Data records:
=-=-=
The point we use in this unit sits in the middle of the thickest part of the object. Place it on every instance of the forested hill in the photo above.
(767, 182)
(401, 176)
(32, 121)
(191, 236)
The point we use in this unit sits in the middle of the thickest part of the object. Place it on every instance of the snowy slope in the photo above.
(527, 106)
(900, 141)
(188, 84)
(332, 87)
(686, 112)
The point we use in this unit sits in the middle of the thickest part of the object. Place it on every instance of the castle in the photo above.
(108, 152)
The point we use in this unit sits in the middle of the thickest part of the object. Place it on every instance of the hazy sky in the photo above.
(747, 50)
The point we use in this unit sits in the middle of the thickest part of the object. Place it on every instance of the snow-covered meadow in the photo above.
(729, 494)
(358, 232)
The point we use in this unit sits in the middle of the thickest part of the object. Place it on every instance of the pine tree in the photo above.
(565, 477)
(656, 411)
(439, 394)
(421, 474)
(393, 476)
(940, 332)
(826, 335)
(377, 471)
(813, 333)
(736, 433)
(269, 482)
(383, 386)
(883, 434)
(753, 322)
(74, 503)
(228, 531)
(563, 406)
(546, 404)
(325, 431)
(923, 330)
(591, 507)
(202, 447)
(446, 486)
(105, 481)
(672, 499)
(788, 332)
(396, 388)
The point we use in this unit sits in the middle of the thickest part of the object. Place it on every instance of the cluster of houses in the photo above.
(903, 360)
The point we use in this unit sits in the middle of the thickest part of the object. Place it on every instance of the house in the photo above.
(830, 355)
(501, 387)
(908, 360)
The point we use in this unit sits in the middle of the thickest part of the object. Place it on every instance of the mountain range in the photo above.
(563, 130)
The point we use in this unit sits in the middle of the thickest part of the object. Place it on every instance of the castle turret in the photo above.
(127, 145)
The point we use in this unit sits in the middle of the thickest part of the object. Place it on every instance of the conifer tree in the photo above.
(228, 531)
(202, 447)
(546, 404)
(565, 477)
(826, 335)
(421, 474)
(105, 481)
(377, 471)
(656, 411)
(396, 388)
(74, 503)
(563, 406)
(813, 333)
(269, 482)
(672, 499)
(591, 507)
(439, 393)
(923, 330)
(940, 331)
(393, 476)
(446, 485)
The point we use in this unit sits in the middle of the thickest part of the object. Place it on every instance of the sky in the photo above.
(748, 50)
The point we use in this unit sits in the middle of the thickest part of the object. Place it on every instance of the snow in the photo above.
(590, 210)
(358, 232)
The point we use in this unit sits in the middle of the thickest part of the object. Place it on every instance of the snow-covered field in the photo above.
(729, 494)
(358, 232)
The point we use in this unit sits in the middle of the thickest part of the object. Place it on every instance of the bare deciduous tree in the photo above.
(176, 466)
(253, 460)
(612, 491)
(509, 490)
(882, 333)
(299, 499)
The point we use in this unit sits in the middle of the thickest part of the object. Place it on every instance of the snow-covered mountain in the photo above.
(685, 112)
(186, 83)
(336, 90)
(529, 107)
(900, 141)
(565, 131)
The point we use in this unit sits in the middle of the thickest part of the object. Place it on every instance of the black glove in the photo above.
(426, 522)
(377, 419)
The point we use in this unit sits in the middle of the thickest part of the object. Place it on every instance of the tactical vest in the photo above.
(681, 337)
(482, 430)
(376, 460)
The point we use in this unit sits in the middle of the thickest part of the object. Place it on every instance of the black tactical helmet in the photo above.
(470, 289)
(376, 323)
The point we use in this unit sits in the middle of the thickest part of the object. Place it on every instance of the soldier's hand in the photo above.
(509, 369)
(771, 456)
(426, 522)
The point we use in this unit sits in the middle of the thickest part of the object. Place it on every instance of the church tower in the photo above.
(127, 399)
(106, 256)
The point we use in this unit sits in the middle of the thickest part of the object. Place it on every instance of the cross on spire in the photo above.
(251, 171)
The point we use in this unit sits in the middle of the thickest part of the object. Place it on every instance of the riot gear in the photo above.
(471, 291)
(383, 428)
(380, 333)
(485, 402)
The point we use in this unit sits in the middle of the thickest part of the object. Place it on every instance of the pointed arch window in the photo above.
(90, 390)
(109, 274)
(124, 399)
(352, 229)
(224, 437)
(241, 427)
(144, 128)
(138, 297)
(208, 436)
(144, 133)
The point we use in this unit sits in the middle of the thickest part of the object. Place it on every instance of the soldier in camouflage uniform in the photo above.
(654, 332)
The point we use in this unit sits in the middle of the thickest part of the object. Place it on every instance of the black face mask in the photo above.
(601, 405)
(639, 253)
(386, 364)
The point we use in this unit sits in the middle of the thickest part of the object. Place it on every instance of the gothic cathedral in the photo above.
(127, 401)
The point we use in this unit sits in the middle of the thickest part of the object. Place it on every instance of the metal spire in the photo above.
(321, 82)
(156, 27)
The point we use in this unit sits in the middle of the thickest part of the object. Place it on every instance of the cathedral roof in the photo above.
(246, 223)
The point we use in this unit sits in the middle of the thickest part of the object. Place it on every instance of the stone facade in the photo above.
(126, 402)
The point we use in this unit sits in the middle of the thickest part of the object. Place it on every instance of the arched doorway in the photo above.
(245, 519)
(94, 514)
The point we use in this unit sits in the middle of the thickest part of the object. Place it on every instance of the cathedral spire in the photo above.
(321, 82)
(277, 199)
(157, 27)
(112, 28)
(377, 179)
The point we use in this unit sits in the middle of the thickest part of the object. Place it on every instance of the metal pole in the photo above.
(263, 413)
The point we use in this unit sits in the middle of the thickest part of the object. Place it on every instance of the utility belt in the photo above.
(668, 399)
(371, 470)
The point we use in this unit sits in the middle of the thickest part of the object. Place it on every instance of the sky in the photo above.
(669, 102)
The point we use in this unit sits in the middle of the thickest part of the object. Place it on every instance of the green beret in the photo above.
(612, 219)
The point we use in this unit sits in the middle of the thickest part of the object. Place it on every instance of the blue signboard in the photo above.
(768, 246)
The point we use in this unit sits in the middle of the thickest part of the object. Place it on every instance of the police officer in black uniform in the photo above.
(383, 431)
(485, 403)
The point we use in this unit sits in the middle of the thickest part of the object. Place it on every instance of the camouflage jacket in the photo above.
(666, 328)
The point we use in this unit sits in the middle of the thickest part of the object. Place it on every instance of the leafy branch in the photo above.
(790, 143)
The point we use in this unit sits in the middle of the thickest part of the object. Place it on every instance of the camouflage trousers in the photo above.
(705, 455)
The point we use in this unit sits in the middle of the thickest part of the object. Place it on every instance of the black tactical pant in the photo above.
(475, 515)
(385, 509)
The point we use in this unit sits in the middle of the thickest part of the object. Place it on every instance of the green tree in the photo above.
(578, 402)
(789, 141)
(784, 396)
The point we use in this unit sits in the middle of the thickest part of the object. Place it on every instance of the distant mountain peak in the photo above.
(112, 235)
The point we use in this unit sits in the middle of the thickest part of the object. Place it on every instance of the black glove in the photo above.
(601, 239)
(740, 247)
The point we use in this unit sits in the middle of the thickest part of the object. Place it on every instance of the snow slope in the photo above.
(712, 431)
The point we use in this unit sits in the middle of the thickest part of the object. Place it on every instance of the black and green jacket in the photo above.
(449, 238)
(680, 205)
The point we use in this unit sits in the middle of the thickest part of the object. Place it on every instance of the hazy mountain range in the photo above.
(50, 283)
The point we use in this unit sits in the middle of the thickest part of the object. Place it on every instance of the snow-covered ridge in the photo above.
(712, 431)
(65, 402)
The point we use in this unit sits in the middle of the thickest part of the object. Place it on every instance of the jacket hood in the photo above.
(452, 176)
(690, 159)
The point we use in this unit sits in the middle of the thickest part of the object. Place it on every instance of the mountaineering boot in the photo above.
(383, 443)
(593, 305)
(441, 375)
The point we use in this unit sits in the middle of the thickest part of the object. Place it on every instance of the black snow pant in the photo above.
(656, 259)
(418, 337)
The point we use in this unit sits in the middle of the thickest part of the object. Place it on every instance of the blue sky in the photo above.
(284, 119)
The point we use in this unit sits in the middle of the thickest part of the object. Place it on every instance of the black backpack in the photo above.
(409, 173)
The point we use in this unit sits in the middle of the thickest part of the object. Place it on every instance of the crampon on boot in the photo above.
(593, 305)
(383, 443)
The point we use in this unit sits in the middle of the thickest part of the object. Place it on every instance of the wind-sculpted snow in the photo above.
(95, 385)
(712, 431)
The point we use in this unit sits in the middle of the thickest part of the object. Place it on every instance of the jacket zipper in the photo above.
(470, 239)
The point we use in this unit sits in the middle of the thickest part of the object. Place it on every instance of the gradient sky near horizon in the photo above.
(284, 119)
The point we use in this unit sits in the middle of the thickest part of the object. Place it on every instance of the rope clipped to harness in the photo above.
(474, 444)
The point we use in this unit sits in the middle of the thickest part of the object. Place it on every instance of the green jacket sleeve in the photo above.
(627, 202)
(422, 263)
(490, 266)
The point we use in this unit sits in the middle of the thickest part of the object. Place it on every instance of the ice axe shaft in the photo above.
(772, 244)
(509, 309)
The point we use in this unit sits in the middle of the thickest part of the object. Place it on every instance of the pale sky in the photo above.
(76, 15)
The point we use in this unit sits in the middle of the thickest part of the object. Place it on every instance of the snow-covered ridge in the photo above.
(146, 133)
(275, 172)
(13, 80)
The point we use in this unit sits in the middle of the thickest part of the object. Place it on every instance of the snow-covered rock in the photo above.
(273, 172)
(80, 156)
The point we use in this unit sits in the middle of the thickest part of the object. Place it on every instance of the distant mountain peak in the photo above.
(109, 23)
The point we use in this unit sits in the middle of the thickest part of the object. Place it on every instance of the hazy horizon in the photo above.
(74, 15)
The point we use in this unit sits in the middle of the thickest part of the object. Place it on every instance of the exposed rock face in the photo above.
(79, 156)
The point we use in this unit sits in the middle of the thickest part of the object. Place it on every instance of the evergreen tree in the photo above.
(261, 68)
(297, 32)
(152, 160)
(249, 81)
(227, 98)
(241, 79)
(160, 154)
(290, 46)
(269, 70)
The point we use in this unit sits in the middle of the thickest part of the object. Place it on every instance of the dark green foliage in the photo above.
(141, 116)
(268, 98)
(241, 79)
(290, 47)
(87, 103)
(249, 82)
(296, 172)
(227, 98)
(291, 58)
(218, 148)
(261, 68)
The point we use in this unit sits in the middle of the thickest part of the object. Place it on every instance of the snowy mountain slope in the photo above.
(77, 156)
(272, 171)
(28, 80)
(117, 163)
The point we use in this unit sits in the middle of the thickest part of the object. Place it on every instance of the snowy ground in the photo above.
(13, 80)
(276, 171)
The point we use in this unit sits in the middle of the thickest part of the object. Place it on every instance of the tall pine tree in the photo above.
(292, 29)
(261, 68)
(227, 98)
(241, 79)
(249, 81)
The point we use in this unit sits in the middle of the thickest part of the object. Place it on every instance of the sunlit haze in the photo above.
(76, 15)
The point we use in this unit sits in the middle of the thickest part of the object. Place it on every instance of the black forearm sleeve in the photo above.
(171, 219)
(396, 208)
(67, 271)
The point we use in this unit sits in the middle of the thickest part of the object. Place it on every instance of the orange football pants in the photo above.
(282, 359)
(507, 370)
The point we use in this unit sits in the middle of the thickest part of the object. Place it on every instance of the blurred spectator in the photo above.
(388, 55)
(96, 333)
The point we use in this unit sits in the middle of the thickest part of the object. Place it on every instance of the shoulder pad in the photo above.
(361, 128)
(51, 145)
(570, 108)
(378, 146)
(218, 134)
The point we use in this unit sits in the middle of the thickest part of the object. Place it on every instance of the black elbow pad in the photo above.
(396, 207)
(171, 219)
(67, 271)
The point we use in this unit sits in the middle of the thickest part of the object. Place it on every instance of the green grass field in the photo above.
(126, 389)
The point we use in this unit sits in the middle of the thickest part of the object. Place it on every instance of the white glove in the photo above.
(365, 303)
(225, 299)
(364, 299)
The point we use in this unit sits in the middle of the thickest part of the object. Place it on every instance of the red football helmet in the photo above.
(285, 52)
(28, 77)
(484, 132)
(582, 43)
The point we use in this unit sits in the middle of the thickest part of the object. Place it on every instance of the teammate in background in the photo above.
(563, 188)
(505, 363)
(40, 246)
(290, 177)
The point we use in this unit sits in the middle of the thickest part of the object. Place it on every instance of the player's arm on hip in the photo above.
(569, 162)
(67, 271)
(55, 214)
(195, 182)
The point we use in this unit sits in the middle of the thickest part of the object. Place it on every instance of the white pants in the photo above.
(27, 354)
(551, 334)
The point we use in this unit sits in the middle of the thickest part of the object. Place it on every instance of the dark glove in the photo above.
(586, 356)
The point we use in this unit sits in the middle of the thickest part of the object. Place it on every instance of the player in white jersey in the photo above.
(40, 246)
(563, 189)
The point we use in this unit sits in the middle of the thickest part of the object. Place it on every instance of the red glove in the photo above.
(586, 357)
=-=-=
* Task details *
Exact repetition is required for the lines from the one that contains "white pants in the photo above." through the final line; leave out everything else.

* Finished task *
The point we use in this unit sits in the middle of the thickest part of the object. Place it on every instance of the white pants in the photo above.
(27, 354)
(551, 334)
The point we use in this unit sits in the middle of the thickest part of the object. Place it on every instance of the dark glove in the photo above.
(586, 356)
The point we use in this unit sits in the middle of the thickest part of the object. Place it on every instance of the player in white jersey in the photo above.
(40, 246)
(563, 189)
The point we use in this unit sits in the middle of the thickest part of the object. Place it on every instance of the red glove in the photo above.
(586, 357)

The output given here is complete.